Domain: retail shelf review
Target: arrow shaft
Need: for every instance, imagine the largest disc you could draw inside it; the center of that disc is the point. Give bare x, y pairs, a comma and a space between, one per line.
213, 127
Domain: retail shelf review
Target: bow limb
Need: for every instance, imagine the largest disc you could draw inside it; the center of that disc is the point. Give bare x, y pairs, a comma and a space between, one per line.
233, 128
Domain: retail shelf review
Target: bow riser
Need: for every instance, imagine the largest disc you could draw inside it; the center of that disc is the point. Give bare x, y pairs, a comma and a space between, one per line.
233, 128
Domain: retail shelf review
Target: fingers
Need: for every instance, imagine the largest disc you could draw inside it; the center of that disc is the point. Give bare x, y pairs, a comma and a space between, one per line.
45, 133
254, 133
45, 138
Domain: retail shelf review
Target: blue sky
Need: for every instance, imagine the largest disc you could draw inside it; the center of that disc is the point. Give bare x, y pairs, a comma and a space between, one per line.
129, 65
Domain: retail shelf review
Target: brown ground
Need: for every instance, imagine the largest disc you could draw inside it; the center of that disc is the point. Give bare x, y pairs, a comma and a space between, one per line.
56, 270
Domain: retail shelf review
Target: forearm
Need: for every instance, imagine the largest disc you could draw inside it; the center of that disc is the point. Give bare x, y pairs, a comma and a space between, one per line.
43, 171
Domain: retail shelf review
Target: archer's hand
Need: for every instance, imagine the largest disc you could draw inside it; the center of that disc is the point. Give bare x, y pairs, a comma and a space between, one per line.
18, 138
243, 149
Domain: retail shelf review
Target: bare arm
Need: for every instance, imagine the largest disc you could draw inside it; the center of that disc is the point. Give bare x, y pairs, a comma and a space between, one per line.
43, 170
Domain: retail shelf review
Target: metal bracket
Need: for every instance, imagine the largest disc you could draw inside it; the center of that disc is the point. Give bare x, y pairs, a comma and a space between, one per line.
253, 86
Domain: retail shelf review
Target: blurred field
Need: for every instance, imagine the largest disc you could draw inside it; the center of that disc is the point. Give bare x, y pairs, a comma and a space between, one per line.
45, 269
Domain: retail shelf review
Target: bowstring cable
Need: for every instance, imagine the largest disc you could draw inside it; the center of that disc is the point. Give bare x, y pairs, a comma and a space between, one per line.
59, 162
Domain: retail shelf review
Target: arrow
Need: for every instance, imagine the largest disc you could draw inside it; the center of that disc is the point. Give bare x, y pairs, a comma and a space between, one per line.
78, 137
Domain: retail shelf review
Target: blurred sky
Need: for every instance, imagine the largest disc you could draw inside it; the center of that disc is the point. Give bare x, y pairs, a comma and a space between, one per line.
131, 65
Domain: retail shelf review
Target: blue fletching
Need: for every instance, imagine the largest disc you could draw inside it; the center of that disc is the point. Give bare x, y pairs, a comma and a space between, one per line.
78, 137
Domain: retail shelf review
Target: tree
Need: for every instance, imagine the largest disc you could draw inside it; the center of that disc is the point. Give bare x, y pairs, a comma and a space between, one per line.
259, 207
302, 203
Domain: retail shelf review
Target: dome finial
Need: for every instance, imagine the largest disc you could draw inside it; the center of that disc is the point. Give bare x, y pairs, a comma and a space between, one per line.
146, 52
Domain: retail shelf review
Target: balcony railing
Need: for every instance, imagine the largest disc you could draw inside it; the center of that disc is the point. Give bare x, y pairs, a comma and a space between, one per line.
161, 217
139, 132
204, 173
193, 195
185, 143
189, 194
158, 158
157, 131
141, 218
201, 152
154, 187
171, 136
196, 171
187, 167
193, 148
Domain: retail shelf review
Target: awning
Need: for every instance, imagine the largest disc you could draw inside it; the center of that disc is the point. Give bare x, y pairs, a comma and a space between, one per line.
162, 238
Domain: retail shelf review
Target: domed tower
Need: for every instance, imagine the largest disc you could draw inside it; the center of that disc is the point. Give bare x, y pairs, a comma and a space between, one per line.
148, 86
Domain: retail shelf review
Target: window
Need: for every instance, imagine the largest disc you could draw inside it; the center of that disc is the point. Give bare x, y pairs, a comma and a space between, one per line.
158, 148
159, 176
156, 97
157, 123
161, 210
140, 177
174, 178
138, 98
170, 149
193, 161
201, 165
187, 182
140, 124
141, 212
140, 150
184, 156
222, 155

**What to work on**. Using only the entries above, output the line with "Target: blurred field", the line with "Target: blurred sky", and all lines between them, exactly as they stand.

**Task answer**.
Target: blurred field
Need: for every instance, imagine the largest disc you could draw inside it; the center of that disc is the point. Give bare x, y pairs, a comma and a space between, one per line.
45, 269
Domain: retail shelf review
Target: bowstring cable
Need: for every instance, imagine the largest disc you could draw inside it; the center of that disc is the point. Give bare x, y pairs, a comma and a space between, one per line.
59, 162
Domain: retail shelf review
Target: arrow
Need: for every instance, imagine the largest disc you could draw inside it; the center of that disc is the point. Give bare x, y pairs, a comma and a space between, one per line.
78, 137
Domain: retail shelf review
Target: blurred sky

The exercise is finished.